● RAW DATA:

========================================

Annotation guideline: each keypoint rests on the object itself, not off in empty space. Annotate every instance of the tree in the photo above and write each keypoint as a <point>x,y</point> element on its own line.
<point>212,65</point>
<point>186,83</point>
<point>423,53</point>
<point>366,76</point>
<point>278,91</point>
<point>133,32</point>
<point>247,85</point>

========================================

● EXERCISE: Update the material by replacing every occurrence of "tree" with "bush", keeping everything else the same.

● THE SOLUTION:
Annotation guideline: each keypoint rests on the object itself, not off in empty space. Annotate every instance of the bush in the photo above and write each keypoint as a <point>x,y</point> element on its own line.
<point>212,65</point>
<point>186,83</point>
<point>423,53</point>
<point>366,76</point>
<point>278,91</point>
<point>133,32</point>
<point>247,85</point>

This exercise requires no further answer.